Database encryption is the process of using an algorithm to turn data in a database into “ciphertext” (unreadable text). You must decrypt the text using an algorithmically generated encryption key.

Encrypting data renders information unreadable when accessed without proper authorization. The only people that can decrypt it are you or anyone else authorized who has the decryption keys.

Types of Data Encryption

Data encryption is typically of two types:

  • Symmetric encryption: Uses a single symmetric key to both encrypt and decrypt data. The key is shared with all authorized users to allow data access.
  • Asymmetric encryption: Uses two separate keys to encrypt and decrypt data. One key is made public (shared with everyone), and the other is kept private (known only to the key’s generator). The public key is used to encrypt data, and the private key is used to decrypt it.

Database encryption methods

When it comes to applying encryption to databases, you can consider different encryption methods based on the encryption targets:

  • File-Level encryption
    • Cell-Level encryption
    • Column-Level encryption
    • Row-Level encryption
  • Table space-level encryption

In File-level encryption, individual database files are encrypted as a whole to restrict unauthorized access. However, partial encryption of the database can be performed with more specific targets as follows:

Cell-level encryption: Individual cells are encrypted separately, with their own unique keys

Column-level encryption: Individual columns of data are encrypted separately, with each column having the same key for accessing, reading, and writing data within the column

Row-level encryption: Individual rows of data are encrypted separately, with their own unique keys for their cells

Table space-level encryption: Individual tablespaces are encrypted as a whole. Each tablespace has a unique key for all of its contents.

Can Encrypted Data be Hacked?

Yeap! There are multiple ways attackers can compromise data encryption systems:

  • Malware on endpoint devices – many endpoint devices have encryption mechanisms such as full disk encryption. Attackers can compromise an endpoint device using malware, and leverage keys on the device to decrypt the data.

Dataset records:
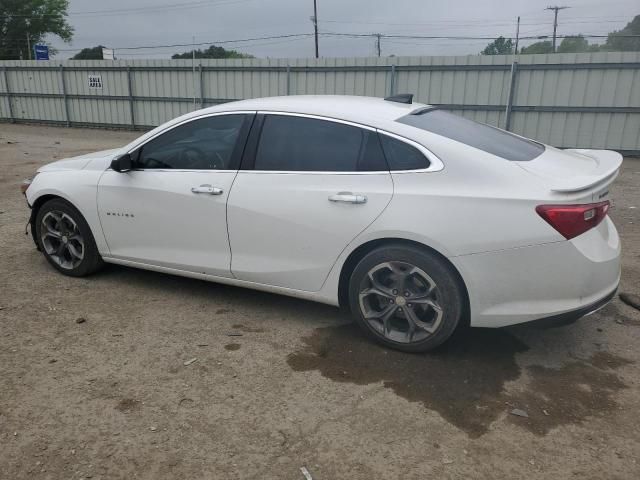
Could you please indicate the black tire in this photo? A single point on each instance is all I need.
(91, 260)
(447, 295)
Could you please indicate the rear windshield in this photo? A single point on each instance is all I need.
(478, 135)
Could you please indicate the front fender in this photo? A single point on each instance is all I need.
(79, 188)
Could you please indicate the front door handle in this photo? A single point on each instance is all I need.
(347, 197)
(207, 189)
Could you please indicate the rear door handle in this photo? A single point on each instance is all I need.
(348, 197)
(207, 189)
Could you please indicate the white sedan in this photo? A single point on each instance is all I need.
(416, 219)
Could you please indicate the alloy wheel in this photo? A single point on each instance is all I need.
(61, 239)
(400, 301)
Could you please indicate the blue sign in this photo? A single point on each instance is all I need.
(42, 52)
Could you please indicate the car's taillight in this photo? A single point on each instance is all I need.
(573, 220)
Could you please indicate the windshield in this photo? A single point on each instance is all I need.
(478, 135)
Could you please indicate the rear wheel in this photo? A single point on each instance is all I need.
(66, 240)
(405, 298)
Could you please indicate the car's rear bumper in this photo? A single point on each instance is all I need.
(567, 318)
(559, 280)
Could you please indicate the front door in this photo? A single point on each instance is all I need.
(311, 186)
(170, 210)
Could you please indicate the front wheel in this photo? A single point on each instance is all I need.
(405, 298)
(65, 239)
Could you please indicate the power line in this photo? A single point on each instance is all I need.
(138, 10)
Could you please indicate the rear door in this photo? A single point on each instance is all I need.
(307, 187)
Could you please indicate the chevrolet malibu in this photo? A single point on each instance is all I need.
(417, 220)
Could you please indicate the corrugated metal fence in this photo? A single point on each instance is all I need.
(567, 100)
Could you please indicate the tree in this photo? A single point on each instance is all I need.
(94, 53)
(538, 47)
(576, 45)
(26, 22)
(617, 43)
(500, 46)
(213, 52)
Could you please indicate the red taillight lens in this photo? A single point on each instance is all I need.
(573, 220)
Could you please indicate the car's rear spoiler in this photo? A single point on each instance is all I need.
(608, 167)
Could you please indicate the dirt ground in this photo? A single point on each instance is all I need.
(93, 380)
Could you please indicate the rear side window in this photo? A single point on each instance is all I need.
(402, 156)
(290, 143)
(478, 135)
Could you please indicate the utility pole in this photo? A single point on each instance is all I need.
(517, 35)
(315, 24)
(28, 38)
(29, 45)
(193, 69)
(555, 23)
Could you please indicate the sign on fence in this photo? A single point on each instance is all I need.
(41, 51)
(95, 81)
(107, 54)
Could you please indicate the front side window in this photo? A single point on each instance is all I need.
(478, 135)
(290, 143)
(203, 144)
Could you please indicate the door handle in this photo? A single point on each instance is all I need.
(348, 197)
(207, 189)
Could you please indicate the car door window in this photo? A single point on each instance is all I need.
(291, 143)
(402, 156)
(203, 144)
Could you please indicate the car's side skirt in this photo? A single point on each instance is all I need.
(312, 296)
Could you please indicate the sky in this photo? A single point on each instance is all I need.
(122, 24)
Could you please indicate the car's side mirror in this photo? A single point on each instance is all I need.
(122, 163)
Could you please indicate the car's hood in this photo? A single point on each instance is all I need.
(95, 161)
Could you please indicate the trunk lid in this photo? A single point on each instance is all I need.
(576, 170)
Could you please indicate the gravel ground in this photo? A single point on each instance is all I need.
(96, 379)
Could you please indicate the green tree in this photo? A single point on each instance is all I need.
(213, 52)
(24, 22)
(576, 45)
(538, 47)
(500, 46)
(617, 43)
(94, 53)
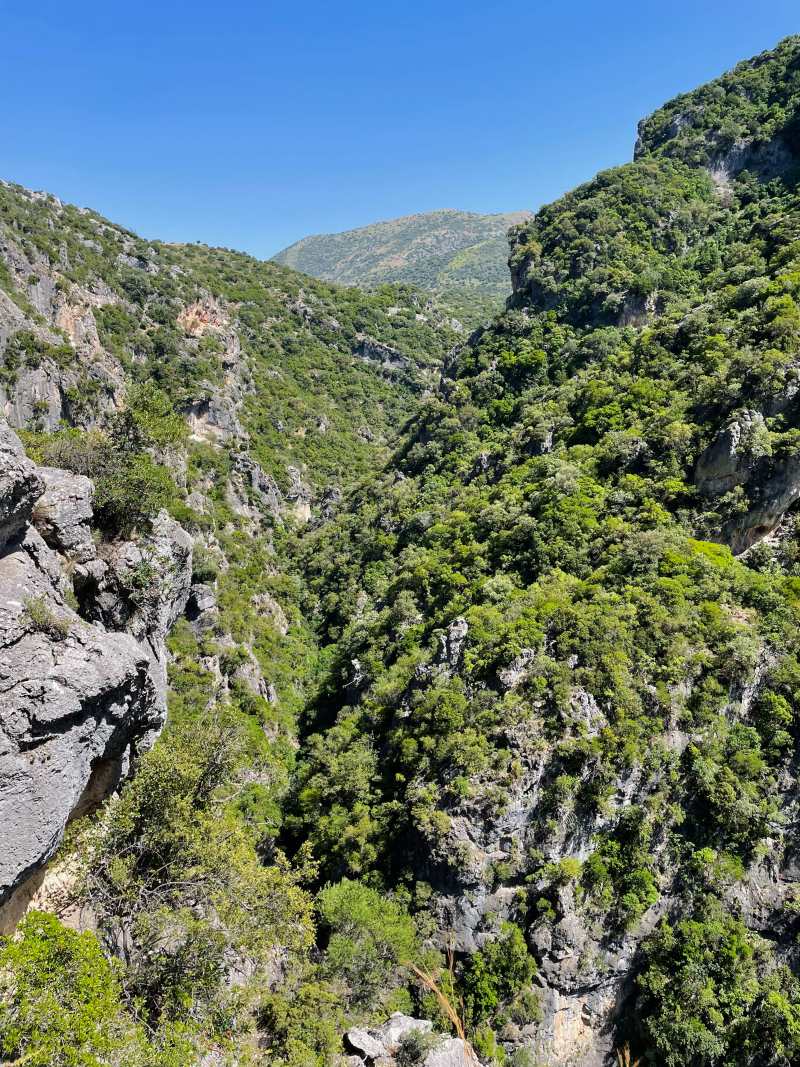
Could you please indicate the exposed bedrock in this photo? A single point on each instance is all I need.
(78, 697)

Aim of the exercise:
Please translate this sentence from the database encryption text into Spanish: "Encrypting data renders information unreadable when accessed without proper authorization."

Exercise answer:
Cifrar los datos hace que la información resulte ilegible cuando se accede a ella sin la autorización adecuada.